▶ **AIM**
Reproduce all entries precisely, down to the last character.
--- START OF DATA TO PROCESS ---
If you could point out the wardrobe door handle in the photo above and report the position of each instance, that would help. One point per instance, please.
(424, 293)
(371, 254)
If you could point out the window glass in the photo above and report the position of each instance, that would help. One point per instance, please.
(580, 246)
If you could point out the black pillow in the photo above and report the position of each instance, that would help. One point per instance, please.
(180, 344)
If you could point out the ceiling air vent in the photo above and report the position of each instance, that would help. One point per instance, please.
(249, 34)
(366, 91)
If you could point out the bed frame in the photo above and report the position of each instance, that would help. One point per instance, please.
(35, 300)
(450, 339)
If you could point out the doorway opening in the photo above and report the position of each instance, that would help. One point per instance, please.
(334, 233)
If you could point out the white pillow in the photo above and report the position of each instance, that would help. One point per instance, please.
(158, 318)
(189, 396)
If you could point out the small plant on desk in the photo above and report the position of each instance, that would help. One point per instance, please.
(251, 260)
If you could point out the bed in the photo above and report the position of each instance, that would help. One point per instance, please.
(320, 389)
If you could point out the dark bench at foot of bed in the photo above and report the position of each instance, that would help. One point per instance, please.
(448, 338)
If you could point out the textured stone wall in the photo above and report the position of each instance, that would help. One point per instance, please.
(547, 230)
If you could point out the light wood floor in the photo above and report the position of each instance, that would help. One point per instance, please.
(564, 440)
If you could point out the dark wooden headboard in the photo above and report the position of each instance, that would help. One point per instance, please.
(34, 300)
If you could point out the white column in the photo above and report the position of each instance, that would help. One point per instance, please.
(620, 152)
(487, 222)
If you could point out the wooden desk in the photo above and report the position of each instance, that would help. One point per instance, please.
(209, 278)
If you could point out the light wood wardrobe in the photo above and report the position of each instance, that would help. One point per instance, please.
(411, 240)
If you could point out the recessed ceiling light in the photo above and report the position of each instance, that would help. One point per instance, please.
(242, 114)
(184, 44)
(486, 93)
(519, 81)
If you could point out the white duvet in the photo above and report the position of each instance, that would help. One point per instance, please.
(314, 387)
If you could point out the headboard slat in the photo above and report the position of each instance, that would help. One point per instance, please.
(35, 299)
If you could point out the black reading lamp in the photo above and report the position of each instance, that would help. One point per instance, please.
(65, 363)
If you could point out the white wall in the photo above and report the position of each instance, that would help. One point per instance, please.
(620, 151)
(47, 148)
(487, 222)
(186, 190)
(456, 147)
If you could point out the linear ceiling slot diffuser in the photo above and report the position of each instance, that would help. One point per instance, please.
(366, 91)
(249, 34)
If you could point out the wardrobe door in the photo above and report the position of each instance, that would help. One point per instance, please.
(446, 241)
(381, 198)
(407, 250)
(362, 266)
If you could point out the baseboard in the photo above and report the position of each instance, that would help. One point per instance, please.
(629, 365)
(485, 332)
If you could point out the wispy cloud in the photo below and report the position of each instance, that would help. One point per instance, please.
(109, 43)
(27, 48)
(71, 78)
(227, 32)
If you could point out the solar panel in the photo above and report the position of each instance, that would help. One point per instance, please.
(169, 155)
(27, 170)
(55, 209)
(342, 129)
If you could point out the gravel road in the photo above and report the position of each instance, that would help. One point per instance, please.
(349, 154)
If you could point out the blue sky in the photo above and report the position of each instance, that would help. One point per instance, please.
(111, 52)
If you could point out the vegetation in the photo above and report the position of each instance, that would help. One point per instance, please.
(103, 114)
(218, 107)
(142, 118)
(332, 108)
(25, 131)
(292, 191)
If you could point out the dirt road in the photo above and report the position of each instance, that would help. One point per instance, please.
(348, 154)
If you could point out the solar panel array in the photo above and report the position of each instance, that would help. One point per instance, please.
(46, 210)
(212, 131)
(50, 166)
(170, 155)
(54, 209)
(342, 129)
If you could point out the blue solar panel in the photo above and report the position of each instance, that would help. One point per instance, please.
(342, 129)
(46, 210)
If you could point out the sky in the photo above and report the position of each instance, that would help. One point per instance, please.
--- END OF DATA TO PROCESS ---
▶ **COMPLETE ANSWER**
If you could point out the wardrobe door handle in the photo above and report the position of each instance, that would help. One point per instance, please.
(424, 293)
(371, 254)
If you could point out the window glass in the photo above and report the position of each instance, that would help. One point per instance, please.
(580, 246)
If you could point out the black pillow in the photo above and report the position of each instance, that would help. One point per instance, please.
(180, 344)
If you could point out the ceiling air vent in the photo above and report the position of each instance, that would help. One point per instance, please.
(249, 34)
(366, 91)
If you could point out the bed frame in the photo above and report the position of each instance, that would help. One point per instance, please.
(35, 300)
(450, 339)
If you could point out the doorway opening in the photo above and report the position of each instance, that would help. One point per instance, please.
(334, 233)
If you could point out the white pillow in the photo above and report the position of each instance, that would help. One point per instance, please.
(158, 318)
(189, 396)
If you could point out the small plant on desk in the photo above and report the position of each instance, that would help. One point per instance, please.
(251, 260)
If you could point out the bed in the photo above and report the position of each instance, that would help. One point per instance, please.
(320, 389)
If you could point out the dark bench at foot of bed in the photo above and report the position of each instance, that would help. One point per instance, please.
(448, 338)
If you could point out the textured stone wall in the photo above and report the position of each instance, that would help. One point per instance, please.
(547, 230)
If you could point out the light wood floor in the photo above and report the position of each instance, that would help. One point per instance, please.
(564, 440)
If you could point out the dark wooden headboard in the photo above and report the position of each instance, that would help. One point per instance, please.
(34, 300)
If you could point out the white column in the photo above and report the position of each instance, that would help. One point per instance, please.
(620, 152)
(487, 222)
If you could point out the wooden desk in the photo above and report the position of each instance, that would help. One point per instance, please.
(209, 278)
If you could point out the light wood wardrobe in the photo above and report the position of each instance, that would help. One point per instance, please.
(411, 240)
If you could point out the recessed ceiling light in the photo above and report the position of each instance, that would help. One point per instance, please.
(242, 114)
(184, 44)
(486, 93)
(519, 81)
If you could point out the white duvet in the photo above and report the position of each instance, that would help. One point per instance, please.
(314, 387)
If you could point out the headboard slat in the photo above and report the position of each instance, that would help. One point per instance, please.
(35, 299)
If you could point out the black reading lamp in the photo above and report the position of each instance, that would help. One point per instance, please.
(65, 363)
If you could point out the white wall in the photo above and report the position of each instance, that would help. One point per instance, please.
(620, 151)
(47, 148)
(487, 222)
(186, 190)
(456, 147)
If you could point out the linear ceiling slot diffuser in the photo above and report the position of each instance, that would help. One point per instance, please.
(366, 91)
(249, 34)
If you could point out the wardrobe door in the photo above and report the position of each instance, that would help. One point per instance, please.
(446, 241)
(381, 198)
(407, 250)
(362, 266)
If you could point out the baseboard in the photo above and report the position of each instance, that would help. One point per instance, please.
(629, 365)
(485, 332)
If you could point out the wispy cloud in the photo below and report the position of each instance, that would help. One point per instance, please.
(109, 43)
(27, 48)
(71, 78)
(227, 32)
If you could point out the solar panel in the photo above and report the position of each instance, that would help. One point per instance, please.
(169, 155)
(27, 170)
(55, 209)
(342, 129)
If you could point out the gravel road in the photo above and report the position of each instance, that would help. One point per instance, please.
(349, 154)
If you could point out the blue sky in the photo above and report the position of each instance, that would help. One point per instance, please.
(111, 52)
If you could point out the vegetation in the photo above and report the position of each instance, that would help. One point per instance, please.
(103, 114)
(218, 107)
(142, 118)
(332, 108)
(25, 131)
(292, 191)
If you could point out the dirt road in the photo above and report the position of each instance, that would help. One point per instance, please.
(348, 154)
If you could point out the solar panel array in the photo above and report the position of each instance, that would help. One point per instance, please.
(46, 210)
(212, 131)
(50, 166)
(170, 155)
(54, 209)
(342, 129)
If you could point out the blue solar panel in the photo above and report the position of each instance, that would help. One point per instance, please.
(342, 129)
(46, 210)
If you could point out the sky in the photo above and report the position of each instance, that would help. One point per instance, please.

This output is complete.